→ Given exercise
Reproduce the following data verbatim, preserving every line.

··········

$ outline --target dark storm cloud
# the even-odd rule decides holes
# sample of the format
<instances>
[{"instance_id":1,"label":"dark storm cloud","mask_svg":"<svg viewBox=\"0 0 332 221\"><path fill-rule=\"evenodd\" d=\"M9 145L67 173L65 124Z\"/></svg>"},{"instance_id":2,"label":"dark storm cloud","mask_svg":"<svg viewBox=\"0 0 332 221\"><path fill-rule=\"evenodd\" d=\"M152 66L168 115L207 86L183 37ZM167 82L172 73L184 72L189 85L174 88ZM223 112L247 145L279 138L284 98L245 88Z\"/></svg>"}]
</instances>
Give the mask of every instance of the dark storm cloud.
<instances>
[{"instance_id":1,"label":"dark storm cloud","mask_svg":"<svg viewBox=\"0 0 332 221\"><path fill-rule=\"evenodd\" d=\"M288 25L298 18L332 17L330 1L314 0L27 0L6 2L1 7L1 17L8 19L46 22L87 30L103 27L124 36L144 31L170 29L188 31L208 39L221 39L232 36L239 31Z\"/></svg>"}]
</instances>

··········

→ Task response
$ outline --target dark storm cloud
# the even-odd rule decides holes
# sample of the format
<instances>
[{"instance_id":1,"label":"dark storm cloud","mask_svg":"<svg viewBox=\"0 0 332 221\"><path fill-rule=\"evenodd\" d=\"M9 145L67 173L65 124Z\"/></svg>"},{"instance_id":2,"label":"dark storm cloud","mask_svg":"<svg viewBox=\"0 0 332 221\"><path fill-rule=\"evenodd\" d=\"M152 66L168 115L207 86L183 37ZM167 82L172 73L184 72L189 85L174 88ZM223 112L247 145L279 138L284 98L245 88Z\"/></svg>"}]
</instances>
Give the mask of every instance of the dark storm cloud.
<instances>
[{"instance_id":1,"label":"dark storm cloud","mask_svg":"<svg viewBox=\"0 0 332 221\"><path fill-rule=\"evenodd\" d=\"M288 25L298 18L332 17L330 1L314 0L27 0L6 2L1 7L1 17L8 19L46 22L87 30L103 27L124 36L144 31L170 29L188 31L208 39L221 39L232 36L239 31Z\"/></svg>"}]
</instances>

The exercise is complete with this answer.